TASK REQUIREMENTS: This exercise requires every record to be repeated exactly.

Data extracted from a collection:
◆ ◆ ◆

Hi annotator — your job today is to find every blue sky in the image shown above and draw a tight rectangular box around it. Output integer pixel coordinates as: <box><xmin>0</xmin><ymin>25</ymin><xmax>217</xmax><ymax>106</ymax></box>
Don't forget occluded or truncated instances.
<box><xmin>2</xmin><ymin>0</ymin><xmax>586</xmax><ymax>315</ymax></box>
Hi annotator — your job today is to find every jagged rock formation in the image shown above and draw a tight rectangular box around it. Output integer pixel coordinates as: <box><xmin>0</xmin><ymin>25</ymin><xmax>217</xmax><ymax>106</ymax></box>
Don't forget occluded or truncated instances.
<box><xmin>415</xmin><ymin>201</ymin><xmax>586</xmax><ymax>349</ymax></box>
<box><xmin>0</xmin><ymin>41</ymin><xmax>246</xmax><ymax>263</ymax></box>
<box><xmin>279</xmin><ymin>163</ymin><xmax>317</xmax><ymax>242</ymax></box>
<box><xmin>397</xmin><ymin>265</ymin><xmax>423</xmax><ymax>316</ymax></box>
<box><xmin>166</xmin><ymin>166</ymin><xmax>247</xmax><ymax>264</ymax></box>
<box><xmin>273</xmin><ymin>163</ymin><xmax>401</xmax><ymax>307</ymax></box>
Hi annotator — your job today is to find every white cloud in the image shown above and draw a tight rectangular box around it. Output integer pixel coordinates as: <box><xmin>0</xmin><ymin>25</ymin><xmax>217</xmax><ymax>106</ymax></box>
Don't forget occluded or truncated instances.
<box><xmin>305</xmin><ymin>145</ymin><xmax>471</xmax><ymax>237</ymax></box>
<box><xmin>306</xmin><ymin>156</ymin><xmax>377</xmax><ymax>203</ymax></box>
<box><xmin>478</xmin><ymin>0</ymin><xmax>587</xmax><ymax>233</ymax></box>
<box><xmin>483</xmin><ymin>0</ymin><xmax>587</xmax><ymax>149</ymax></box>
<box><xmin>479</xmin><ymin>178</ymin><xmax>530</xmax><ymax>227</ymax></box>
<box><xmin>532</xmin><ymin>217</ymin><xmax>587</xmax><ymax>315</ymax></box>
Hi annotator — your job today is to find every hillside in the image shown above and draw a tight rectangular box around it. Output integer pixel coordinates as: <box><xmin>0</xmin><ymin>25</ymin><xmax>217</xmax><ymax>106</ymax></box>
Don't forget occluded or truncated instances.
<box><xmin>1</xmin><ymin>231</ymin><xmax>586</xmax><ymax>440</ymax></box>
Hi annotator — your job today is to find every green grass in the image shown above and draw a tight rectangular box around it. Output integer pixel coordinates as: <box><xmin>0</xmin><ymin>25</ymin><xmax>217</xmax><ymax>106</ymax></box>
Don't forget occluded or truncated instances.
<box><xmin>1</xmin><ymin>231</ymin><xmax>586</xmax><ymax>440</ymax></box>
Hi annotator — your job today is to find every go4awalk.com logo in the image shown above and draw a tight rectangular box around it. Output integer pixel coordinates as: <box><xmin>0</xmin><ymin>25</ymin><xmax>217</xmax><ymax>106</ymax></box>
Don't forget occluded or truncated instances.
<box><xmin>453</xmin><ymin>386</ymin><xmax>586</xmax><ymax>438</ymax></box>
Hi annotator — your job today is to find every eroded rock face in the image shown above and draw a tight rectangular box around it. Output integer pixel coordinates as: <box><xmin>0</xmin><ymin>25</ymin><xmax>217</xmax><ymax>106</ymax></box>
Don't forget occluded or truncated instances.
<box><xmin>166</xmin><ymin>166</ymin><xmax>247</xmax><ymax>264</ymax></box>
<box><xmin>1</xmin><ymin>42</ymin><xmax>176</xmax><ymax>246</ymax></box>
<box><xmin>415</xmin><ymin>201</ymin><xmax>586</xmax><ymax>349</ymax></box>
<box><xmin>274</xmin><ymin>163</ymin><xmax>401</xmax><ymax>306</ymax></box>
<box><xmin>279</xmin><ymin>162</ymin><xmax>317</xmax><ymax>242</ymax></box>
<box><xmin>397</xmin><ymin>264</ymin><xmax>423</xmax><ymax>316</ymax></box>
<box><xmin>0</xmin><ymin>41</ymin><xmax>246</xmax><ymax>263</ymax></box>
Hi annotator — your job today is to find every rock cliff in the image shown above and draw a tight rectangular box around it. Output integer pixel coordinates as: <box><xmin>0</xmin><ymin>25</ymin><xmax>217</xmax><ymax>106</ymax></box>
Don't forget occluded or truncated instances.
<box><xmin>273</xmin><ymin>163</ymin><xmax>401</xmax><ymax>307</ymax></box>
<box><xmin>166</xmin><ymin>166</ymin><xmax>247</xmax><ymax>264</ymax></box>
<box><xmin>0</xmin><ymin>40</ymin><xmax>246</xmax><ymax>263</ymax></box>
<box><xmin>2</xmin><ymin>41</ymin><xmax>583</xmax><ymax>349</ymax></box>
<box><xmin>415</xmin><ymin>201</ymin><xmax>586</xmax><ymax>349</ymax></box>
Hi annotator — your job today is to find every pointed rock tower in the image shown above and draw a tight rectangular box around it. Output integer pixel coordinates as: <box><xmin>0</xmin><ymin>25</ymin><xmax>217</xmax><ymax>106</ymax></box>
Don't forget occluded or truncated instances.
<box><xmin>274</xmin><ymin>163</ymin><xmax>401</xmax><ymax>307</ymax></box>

◆ ◆ ◆

RESPONSE BELOW:
Hi annotator — your job today is to find every blue sky in the image shown above and draw a tight rectangular box around it. Output integer pixel coordinates as: <box><xmin>0</xmin><ymin>25</ymin><xmax>217</xmax><ymax>106</ymax></box>
Don't forget occluded or truncated instances.
<box><xmin>2</xmin><ymin>0</ymin><xmax>586</xmax><ymax>315</ymax></box>
Hi annotator — your job today is to find every jagged rock formation in the image shown above and draw a tight rectangular box around it. Output integer pixel coordinates as: <box><xmin>0</xmin><ymin>25</ymin><xmax>217</xmax><ymax>106</ymax></box>
Don't forget occluded or truncated instances.
<box><xmin>415</xmin><ymin>201</ymin><xmax>586</xmax><ymax>349</ymax></box>
<box><xmin>0</xmin><ymin>41</ymin><xmax>246</xmax><ymax>263</ymax></box>
<box><xmin>279</xmin><ymin>163</ymin><xmax>317</xmax><ymax>242</ymax></box>
<box><xmin>397</xmin><ymin>265</ymin><xmax>423</xmax><ymax>316</ymax></box>
<box><xmin>166</xmin><ymin>166</ymin><xmax>247</xmax><ymax>264</ymax></box>
<box><xmin>273</xmin><ymin>163</ymin><xmax>401</xmax><ymax>307</ymax></box>
Hi annotator — your job today is to find every white cloud in the image shown above and draw a tight rectangular box around it. Output integer pixel coordinates as: <box><xmin>0</xmin><ymin>25</ymin><xmax>217</xmax><ymax>106</ymax></box>
Don't forget occluded or truncated instances.
<box><xmin>305</xmin><ymin>145</ymin><xmax>471</xmax><ymax>237</ymax></box>
<box><xmin>306</xmin><ymin>156</ymin><xmax>377</xmax><ymax>203</ymax></box>
<box><xmin>478</xmin><ymin>0</ymin><xmax>587</xmax><ymax>233</ymax></box>
<box><xmin>483</xmin><ymin>0</ymin><xmax>587</xmax><ymax>149</ymax></box>
<box><xmin>479</xmin><ymin>178</ymin><xmax>530</xmax><ymax>227</ymax></box>
<box><xmin>532</xmin><ymin>217</ymin><xmax>587</xmax><ymax>315</ymax></box>
Hi annotator — your job today is to find every hillside in the image shown above and draw a tight rectangular box around it. Output integer pixel coordinates as: <box><xmin>0</xmin><ymin>25</ymin><xmax>217</xmax><ymax>106</ymax></box>
Don't forget occluded or truncated instances.
<box><xmin>1</xmin><ymin>231</ymin><xmax>586</xmax><ymax>440</ymax></box>
Hi annotator — your job today is to find every green grass in the image shown above and draw a tight rectangular box around it. Output integer pixel coordinates as: <box><xmin>0</xmin><ymin>25</ymin><xmax>217</xmax><ymax>106</ymax></box>
Don't forget occluded or truncated instances.
<box><xmin>1</xmin><ymin>231</ymin><xmax>586</xmax><ymax>440</ymax></box>
Hi annotator — your job today is to find every go4awalk.com logo in the image shown above and draw a tight rectangular box around it. Output integer pixel coordinates as: <box><xmin>0</xmin><ymin>25</ymin><xmax>217</xmax><ymax>106</ymax></box>
Don't forget occluded or truncated instances.
<box><xmin>453</xmin><ymin>386</ymin><xmax>586</xmax><ymax>438</ymax></box>
Hi annotator — your job today is to find every eroded rock face in the image shown above and draw a tight rectangular box around it. Output integer pixel coordinates as: <box><xmin>0</xmin><ymin>25</ymin><xmax>217</xmax><ymax>106</ymax></box>
Don't forget occluded or truncated instances.
<box><xmin>166</xmin><ymin>166</ymin><xmax>247</xmax><ymax>264</ymax></box>
<box><xmin>1</xmin><ymin>42</ymin><xmax>176</xmax><ymax>246</ymax></box>
<box><xmin>415</xmin><ymin>201</ymin><xmax>586</xmax><ymax>349</ymax></box>
<box><xmin>274</xmin><ymin>163</ymin><xmax>401</xmax><ymax>306</ymax></box>
<box><xmin>279</xmin><ymin>162</ymin><xmax>317</xmax><ymax>242</ymax></box>
<box><xmin>397</xmin><ymin>264</ymin><xmax>423</xmax><ymax>316</ymax></box>
<box><xmin>0</xmin><ymin>41</ymin><xmax>246</xmax><ymax>263</ymax></box>
Hi annotator — your job today is to find every rock cliff in the image shown above and draw a tight rectangular box around it. Output integer pixel coordinates as: <box><xmin>0</xmin><ymin>25</ymin><xmax>217</xmax><ymax>106</ymax></box>
Don't forget occluded or truncated instances.
<box><xmin>273</xmin><ymin>163</ymin><xmax>401</xmax><ymax>307</ymax></box>
<box><xmin>166</xmin><ymin>166</ymin><xmax>247</xmax><ymax>264</ymax></box>
<box><xmin>0</xmin><ymin>40</ymin><xmax>246</xmax><ymax>263</ymax></box>
<box><xmin>2</xmin><ymin>41</ymin><xmax>583</xmax><ymax>349</ymax></box>
<box><xmin>415</xmin><ymin>201</ymin><xmax>586</xmax><ymax>349</ymax></box>
Hi annotator — your job today is to find every pointed rock tower in the image shown above and draw a tight rectangular box around it. Output integer pixel coordinates as: <box><xmin>0</xmin><ymin>25</ymin><xmax>217</xmax><ymax>106</ymax></box>
Don't forget occluded or truncated instances.
<box><xmin>274</xmin><ymin>163</ymin><xmax>401</xmax><ymax>307</ymax></box>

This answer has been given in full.